---------- RECORDS SHOWN ----------
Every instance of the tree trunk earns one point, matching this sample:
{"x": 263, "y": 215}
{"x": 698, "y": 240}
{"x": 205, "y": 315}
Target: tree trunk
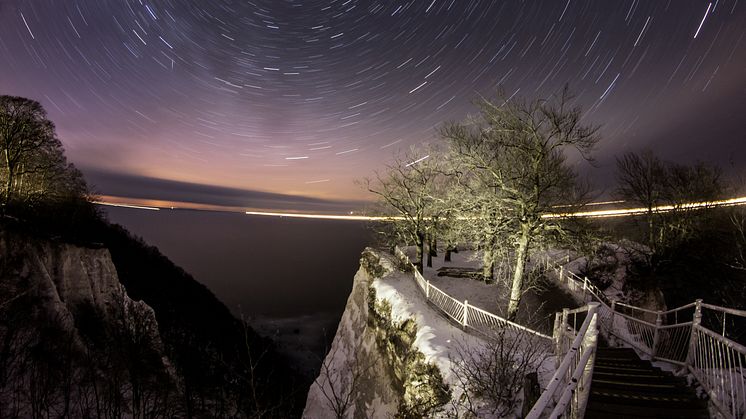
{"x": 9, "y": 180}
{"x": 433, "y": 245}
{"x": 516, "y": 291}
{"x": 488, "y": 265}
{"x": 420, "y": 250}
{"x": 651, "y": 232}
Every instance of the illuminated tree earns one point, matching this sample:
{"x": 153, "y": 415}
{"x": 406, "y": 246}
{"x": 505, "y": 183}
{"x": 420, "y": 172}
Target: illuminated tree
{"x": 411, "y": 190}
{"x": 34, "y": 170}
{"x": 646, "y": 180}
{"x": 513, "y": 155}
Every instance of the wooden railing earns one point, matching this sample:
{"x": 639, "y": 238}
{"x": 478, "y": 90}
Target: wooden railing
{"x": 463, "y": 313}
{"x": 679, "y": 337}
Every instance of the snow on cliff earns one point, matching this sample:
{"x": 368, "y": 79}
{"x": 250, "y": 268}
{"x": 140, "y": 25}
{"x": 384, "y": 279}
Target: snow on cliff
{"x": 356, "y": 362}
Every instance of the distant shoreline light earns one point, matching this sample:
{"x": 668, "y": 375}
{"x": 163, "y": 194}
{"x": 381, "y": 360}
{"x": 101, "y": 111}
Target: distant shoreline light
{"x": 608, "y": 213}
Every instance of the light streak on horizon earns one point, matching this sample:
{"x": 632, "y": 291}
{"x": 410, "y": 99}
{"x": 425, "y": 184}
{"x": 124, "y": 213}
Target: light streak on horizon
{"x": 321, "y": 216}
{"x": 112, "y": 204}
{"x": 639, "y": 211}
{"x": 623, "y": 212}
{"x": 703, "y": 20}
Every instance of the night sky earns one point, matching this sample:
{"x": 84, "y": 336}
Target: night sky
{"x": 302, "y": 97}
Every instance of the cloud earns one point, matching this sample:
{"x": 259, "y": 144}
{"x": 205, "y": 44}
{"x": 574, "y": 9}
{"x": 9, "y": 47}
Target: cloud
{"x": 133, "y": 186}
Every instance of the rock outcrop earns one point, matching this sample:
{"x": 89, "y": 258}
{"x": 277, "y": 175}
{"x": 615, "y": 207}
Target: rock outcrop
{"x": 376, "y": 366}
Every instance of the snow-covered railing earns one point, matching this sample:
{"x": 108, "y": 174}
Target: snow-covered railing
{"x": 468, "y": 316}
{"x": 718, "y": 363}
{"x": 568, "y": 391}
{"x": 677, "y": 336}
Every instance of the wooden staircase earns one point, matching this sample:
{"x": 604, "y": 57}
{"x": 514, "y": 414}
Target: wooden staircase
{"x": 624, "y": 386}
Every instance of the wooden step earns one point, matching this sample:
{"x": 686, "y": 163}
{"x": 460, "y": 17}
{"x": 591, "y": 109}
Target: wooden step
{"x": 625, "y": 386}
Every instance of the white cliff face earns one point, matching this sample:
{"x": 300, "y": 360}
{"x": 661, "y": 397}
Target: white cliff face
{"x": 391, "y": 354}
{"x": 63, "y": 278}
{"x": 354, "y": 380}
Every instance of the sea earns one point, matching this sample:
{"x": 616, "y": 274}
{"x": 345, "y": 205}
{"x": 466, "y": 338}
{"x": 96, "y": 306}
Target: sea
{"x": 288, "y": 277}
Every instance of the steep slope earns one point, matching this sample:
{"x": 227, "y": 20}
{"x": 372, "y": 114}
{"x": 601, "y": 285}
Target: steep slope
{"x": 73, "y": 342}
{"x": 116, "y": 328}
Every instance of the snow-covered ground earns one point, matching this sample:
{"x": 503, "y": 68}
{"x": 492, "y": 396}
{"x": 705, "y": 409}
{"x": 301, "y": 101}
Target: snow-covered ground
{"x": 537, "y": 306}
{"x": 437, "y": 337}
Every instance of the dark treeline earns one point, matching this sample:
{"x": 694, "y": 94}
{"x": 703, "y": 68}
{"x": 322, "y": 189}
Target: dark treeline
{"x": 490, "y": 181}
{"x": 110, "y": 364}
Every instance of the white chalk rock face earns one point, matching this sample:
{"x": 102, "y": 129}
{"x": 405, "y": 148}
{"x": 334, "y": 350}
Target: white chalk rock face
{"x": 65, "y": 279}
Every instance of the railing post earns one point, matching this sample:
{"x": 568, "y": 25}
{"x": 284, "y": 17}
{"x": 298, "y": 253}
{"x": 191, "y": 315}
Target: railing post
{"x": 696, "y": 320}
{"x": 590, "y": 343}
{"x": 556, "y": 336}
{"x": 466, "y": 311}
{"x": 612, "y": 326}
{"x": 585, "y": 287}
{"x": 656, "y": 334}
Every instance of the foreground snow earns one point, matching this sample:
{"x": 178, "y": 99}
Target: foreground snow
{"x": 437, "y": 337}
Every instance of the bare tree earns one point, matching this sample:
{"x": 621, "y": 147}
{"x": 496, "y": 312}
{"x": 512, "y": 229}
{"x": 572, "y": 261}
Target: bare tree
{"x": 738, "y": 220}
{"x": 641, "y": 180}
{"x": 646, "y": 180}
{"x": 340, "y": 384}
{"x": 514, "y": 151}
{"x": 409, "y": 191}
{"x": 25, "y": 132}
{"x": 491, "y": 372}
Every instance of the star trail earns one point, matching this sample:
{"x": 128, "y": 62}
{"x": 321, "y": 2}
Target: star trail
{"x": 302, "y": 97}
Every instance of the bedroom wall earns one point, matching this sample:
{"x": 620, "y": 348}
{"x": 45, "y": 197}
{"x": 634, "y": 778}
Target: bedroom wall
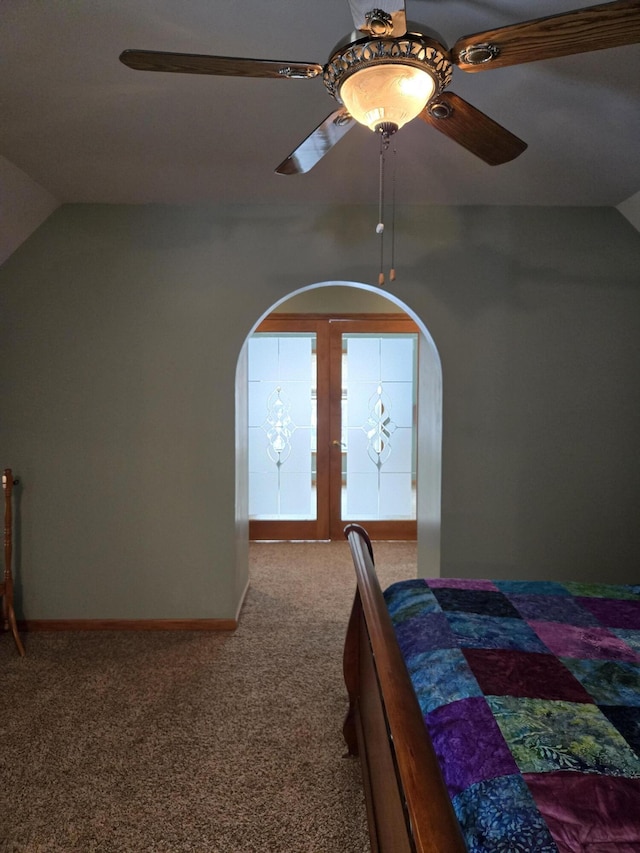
----------
WHAT THE TASK ASKS:
Could you repeat all of the data above, line for line, leaving out the pictures?

FINAL ANSWER:
Every instance of the tree trunk earns one point, matching this sample:
{"x": 263, "y": 215}
{"x": 698, "y": 240}
{"x": 205, "y": 315}
Target: tree trunk
{"x": 9, "y": 180}
{"x": 433, "y": 245}
{"x": 516, "y": 291}
{"x": 488, "y": 265}
{"x": 420, "y": 250}
{"x": 651, "y": 232}
Every instance of the illuminated tree earns one point, matching this sample:
{"x": 153, "y": 415}
{"x": 406, "y": 246}
{"x": 505, "y": 183}
{"x": 420, "y": 172}
Target: illuminated tree
{"x": 411, "y": 190}
{"x": 34, "y": 170}
{"x": 646, "y": 180}
{"x": 513, "y": 155}
Every instance of the wooden railing earns one point, matching this sample:
{"x": 639, "y": 238}
{"x": 478, "y": 90}
Target: wooden railing
{"x": 463, "y": 313}
{"x": 679, "y": 337}
Every instance of the snow on cliff earns one point, matching this sample:
{"x": 368, "y": 79}
{"x": 250, "y": 268}
{"x": 140, "y": 25}
{"x": 384, "y": 279}
Target: snow on cliff
{"x": 356, "y": 362}
Every instance of the distant shoreline light earns one point, matching this sample:
{"x": 668, "y": 375}
{"x": 163, "y": 194}
{"x": 381, "y": 360}
{"x": 101, "y": 111}
Target: distant shoreline light
{"x": 608, "y": 213}
Every instance of the light streak on horizon earns one point, matching this sample:
{"x": 632, "y": 291}
{"x": 410, "y": 99}
{"x": 425, "y": 184}
{"x": 124, "y": 213}
Target: light streak on horizon
{"x": 321, "y": 216}
{"x": 112, "y": 204}
{"x": 639, "y": 211}
{"x": 623, "y": 212}
{"x": 703, "y": 20}
Every instance of the night sky earns one point, matching this sample:
{"x": 84, "y": 336}
Target: night sky
{"x": 302, "y": 97}
Every instance of the cloud earns one point, matching this sample:
{"x": 259, "y": 144}
{"x": 205, "y": 44}
{"x": 574, "y": 9}
{"x": 9, "y": 47}
Target: cloud
{"x": 133, "y": 186}
Every instance of the rock outcrop earns one point, matching this sample:
{"x": 89, "y": 258}
{"x": 277, "y": 175}
{"x": 615, "y": 207}
Target: rock outcrop
{"x": 376, "y": 366}
Every instance of the snow-covered railing earns one point, matching this sample:
{"x": 108, "y": 174}
Target: snow-covered railing
{"x": 468, "y": 316}
{"x": 718, "y": 363}
{"x": 568, "y": 391}
{"x": 677, "y": 336}
Every instance of the wooden staircase earns one point, matching this sample:
{"x": 604, "y": 57}
{"x": 514, "y": 414}
Target: wooden staircase
{"x": 624, "y": 386}
Every instance of the wooden step earns one point, matching this sample:
{"x": 686, "y": 163}
{"x": 460, "y": 17}
{"x": 591, "y": 109}
Target: wooden step
{"x": 625, "y": 386}
Every instance of the white cliff face earns one point, matching this sample:
{"x": 300, "y": 360}
{"x": 661, "y": 397}
Target: white cliff face
{"x": 391, "y": 354}
{"x": 63, "y": 278}
{"x": 354, "y": 380}
Every instance of the sea earns one point, matching this sample:
{"x": 616, "y": 274}
{"x": 345, "y": 205}
{"x": 466, "y": 338}
{"x": 96, "y": 306}
Target: sea
{"x": 288, "y": 277}
Every instance of the steep slope earns one point, matching this sample:
{"x": 227, "y": 20}
{"x": 372, "y": 114}
{"x": 601, "y": 285}
Target: steep slope
{"x": 73, "y": 342}
{"x": 116, "y": 328}
Every instance of the snow-covered ground earns one point, matching this sample:
{"x": 503, "y": 68}
{"x": 492, "y": 396}
{"x": 705, "y": 409}
{"x": 301, "y": 101}
Target: snow-covered ground
{"x": 537, "y": 306}
{"x": 437, "y": 337}
Every instance of the dark treeline earns one point, matching this sample:
{"x": 694, "y": 94}
{"x": 703, "y": 68}
{"x": 322, "y": 189}
Target: dark treeline
{"x": 490, "y": 181}
{"x": 110, "y": 364}
Every instance of the white chalk rock face earns one point, matching this sample:
{"x": 102, "y": 129}
{"x": 405, "y": 148}
{"x": 334, "y": 350}
Target: white chalk rock face
{"x": 65, "y": 279}
Every instance of the railing post earns one point, matching this sample:
{"x": 568, "y": 25}
{"x": 284, "y": 17}
{"x": 298, "y": 253}
{"x": 191, "y": 315}
Target: railing post
{"x": 696, "y": 320}
{"x": 590, "y": 343}
{"x": 556, "y": 336}
{"x": 466, "y": 311}
{"x": 612, "y": 326}
{"x": 585, "y": 287}
{"x": 656, "y": 334}
Every instance of the foreground snow earns one point, matching this sample:
{"x": 178, "y": 99}
Target: foreground snow
{"x": 437, "y": 337}
Every instance of the bare tree earns one point, matching this sample:
{"x": 621, "y": 147}
{"x": 496, "y": 312}
{"x": 512, "y": 229}
{"x": 572, "y": 261}
Target: bare tree
{"x": 738, "y": 220}
{"x": 641, "y": 180}
{"x": 646, "y": 180}
{"x": 340, "y": 384}
{"x": 514, "y": 151}
{"x": 409, "y": 191}
{"x": 25, "y": 132}
{"x": 491, "y": 372}
Every instance of the star trail earns one point, matching this sample:
{"x": 128, "y": 62}
{"x": 321, "y": 2}
Target: star trail
{"x": 302, "y": 97}
Every instance of the bedroom wall earns one point, matching this sample:
{"x": 620, "y": 348}
{"x": 45, "y": 197}
{"x": 634, "y": 778}
Target: bedroom wall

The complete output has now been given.